> **Text section**:
===============
Sunday, August 23, 2009

Kids

If I have any regret about my illness, it is not what it has done to me or my life, rather the devastating impact it has had upon my kid's. Now don't get me wrong. I'm well aware there are those much worse off than my kid's and me. Materialistically speaking, they want for absolutely nothing. Their mom remarried into significant family wealth and they are obvious benefactors of that act, receiving much more than I, even at the peak of my pre-illness earning capacity, could have ever hoped to provide. Yet they (my boy's anyway, my daughter's for another topic) yearn for only one thing: Their dad. Plain and uncomplicated. From the moment I had to leave they were daddy fixated, rebuffing the idea of 'replacements' and sticking with me through the absolute worst of times.

You see, I am now a firm believer stress plays a significant role in the progression of MS, the same as any other commonly accepted inducer. I do not think it coincidence that my first irreversible attack occurred a mere six months after my divorce and a year subsequent to having to vacate my home. Battles over money, kids, and parental lifestyles while maintaining a variety of work obligations (I was a high school teacher) took there toll. I'm not sorry to admit that it was not easy for me. I missed seeing my kids on a daily basis. I had spent quality time with each and everyone of them from the moment of their birth. It was like trying to break a bad addiction that you really didn't wanted to break to begin with! My ex told me to get over it.......get over it? Easy to say when her lifestyle changed only to the extent I wasn't there everyday!...........A common thread I have with those who have this ailment and remember it is being thought if not spoken: "But you look great, I can't understand why you can't work".........ughhhhhhh.........Maybe we should call in for an audience before we fall and break our ribs or make a class announcement prior to pissing in our pants

Friday, August 21, 2009

Prologue

Multiple Sclerosis (MS). Hmmmm.......before July 13, 1997 never heard of the disease much less imagined I would become a victim of it. How do I remember the date? My son's 5th birthday party and it was sweltering out. Although not a lover of the heat by nature, a party is a party and as they say, 'the show must go on'. My duty.....barbecueing. Even though avoidance of any kitchen was a priority, come summer I considered myself a master chef! I was not Burger King however, you got it my way, not your's!
===============
> **Source data**:
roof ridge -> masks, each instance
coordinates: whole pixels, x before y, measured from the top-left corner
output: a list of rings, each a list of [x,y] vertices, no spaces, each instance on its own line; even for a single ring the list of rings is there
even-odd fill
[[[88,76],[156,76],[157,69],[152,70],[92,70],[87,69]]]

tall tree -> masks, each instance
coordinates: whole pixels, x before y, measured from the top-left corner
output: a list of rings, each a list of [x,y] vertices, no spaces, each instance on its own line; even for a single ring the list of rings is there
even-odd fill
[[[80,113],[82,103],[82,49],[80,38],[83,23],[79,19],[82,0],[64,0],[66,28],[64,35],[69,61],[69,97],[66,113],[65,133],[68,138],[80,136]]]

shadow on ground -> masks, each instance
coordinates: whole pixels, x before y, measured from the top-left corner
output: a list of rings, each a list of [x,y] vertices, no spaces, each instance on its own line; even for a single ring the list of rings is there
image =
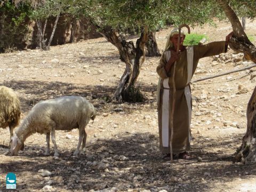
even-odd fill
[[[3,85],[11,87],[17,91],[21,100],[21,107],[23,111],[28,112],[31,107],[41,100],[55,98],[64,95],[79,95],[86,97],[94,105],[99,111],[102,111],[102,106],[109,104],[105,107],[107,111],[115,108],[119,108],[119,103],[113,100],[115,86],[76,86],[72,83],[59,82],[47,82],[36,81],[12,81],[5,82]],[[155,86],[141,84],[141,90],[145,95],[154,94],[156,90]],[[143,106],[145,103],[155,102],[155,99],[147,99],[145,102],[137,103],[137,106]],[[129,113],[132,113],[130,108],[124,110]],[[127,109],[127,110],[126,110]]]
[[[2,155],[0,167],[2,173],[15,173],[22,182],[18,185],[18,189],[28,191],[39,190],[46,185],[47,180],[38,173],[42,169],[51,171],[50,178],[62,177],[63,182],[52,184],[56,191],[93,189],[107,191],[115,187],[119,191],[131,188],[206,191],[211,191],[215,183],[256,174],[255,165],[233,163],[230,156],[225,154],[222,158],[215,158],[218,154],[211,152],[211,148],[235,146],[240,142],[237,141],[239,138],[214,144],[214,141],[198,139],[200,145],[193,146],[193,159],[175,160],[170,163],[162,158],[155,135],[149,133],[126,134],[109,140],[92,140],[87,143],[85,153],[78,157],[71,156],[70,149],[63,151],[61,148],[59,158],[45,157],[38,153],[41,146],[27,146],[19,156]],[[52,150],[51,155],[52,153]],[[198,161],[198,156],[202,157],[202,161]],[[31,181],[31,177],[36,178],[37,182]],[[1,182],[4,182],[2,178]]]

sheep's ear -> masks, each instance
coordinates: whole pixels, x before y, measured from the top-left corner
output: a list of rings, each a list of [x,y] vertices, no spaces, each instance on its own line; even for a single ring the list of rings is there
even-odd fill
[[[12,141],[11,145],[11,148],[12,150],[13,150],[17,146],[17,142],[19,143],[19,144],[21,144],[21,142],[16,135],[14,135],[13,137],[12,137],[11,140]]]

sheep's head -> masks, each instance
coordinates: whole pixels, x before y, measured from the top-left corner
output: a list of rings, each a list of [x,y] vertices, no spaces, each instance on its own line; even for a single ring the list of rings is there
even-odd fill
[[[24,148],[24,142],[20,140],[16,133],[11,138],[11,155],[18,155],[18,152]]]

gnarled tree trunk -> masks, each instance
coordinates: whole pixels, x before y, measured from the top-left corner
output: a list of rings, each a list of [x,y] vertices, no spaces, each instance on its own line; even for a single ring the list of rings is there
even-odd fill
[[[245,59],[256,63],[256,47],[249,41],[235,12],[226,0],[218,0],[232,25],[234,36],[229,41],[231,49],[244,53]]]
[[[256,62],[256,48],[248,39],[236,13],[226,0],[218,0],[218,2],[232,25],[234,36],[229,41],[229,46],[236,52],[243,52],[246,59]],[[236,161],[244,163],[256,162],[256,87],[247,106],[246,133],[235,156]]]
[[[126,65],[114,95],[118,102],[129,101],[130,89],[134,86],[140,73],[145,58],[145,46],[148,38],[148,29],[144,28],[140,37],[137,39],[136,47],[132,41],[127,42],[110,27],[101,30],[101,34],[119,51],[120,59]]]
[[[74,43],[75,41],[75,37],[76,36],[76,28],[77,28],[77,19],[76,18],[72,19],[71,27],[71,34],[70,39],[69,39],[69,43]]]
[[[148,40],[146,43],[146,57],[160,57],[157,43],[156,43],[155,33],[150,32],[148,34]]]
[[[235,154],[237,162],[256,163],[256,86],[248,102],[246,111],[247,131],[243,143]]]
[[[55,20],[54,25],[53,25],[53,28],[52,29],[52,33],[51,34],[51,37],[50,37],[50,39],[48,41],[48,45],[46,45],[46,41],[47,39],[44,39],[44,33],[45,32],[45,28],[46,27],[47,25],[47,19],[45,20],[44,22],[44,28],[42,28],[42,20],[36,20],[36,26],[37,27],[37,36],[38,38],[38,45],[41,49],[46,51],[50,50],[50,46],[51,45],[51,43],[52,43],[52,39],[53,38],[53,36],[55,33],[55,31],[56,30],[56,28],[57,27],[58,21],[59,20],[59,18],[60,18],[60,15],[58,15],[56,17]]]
===============
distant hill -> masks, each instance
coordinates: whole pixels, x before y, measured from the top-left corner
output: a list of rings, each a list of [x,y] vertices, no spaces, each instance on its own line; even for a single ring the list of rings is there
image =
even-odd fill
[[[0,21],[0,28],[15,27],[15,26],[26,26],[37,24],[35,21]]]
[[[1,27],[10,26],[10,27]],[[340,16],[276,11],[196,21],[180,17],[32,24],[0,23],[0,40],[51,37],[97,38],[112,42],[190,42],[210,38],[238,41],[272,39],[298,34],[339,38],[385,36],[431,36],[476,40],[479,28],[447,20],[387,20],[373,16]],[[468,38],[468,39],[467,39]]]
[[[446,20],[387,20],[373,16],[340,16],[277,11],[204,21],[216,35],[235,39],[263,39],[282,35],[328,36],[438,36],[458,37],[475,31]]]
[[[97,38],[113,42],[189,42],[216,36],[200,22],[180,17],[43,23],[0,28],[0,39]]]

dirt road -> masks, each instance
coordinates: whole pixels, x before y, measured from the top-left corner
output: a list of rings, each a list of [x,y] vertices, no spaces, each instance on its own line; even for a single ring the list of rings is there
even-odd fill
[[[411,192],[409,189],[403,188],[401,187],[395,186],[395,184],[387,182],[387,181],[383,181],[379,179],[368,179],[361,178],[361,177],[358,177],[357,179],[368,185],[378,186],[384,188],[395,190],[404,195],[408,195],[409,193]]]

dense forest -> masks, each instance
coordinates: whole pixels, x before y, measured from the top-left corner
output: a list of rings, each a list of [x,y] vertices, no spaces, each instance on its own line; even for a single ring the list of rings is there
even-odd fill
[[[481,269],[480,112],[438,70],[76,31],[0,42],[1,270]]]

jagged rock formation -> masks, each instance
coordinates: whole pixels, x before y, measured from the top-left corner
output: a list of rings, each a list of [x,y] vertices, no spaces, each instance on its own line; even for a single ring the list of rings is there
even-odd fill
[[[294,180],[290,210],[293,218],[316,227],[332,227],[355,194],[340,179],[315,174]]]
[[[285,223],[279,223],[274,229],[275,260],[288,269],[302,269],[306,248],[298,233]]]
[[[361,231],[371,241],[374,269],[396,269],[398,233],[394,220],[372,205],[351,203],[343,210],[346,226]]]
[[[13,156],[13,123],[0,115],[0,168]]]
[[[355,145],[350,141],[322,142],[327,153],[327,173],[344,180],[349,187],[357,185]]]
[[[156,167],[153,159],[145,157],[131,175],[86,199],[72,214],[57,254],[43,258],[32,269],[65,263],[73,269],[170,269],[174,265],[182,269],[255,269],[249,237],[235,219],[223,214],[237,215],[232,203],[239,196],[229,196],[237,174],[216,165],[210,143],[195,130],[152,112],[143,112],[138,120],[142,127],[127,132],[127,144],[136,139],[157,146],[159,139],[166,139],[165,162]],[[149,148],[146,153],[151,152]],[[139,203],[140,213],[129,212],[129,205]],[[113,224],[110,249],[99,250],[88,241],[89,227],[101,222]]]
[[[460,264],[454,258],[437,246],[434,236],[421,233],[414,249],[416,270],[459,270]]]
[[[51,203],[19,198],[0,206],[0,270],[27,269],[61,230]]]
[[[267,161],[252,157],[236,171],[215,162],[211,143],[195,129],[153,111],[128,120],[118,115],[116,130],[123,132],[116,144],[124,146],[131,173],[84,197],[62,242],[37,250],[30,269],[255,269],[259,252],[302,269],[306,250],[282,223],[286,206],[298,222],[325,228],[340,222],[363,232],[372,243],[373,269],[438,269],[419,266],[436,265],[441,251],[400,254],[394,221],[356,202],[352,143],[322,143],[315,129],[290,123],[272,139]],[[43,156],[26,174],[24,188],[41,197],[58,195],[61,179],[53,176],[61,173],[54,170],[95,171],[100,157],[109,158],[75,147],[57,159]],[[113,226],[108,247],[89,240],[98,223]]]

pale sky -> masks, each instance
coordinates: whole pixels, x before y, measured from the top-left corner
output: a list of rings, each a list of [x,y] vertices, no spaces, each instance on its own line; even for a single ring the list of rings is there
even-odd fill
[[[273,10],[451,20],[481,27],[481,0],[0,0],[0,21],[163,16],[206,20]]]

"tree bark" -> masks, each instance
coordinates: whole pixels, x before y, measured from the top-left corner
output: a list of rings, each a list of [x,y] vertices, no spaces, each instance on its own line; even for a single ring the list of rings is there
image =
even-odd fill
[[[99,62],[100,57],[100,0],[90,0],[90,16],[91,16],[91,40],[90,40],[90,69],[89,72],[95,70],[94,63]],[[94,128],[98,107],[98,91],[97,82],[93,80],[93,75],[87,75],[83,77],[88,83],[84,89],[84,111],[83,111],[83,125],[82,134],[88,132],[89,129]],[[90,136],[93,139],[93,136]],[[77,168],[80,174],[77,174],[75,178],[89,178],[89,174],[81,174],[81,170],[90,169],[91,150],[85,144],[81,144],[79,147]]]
===============
> **Questions to answer**:
(a) List every full date, with day, month and year, that appears in the MS blog.
(b) In the MS blog, what job did the writer hold while dealing with the divorce battles?
(c) Write the next part of the MS blog, continuing after its final sentence.

> **Task results**:
(a)
August 23, 2009
August 21, 2009
July 13, 1997

(b) High school teacher.

(c)
Performing my social duty in a manner of tradition, I aptly manned the grill with aplomb and a Coors light. The only thing I remember was sweating profusely.....bam....hit the ground. It was common consensus that I was having a stroke, yet I refused medical treatment. Went to my Frigidaire room and laid down and slept.

Next day I'm at the neurologist. Transverse mylitysis. What the hell? Couldn't spell it then and can't now. Steriods....prozac...and a host of other drugs I can't remember. A precursor to MS.............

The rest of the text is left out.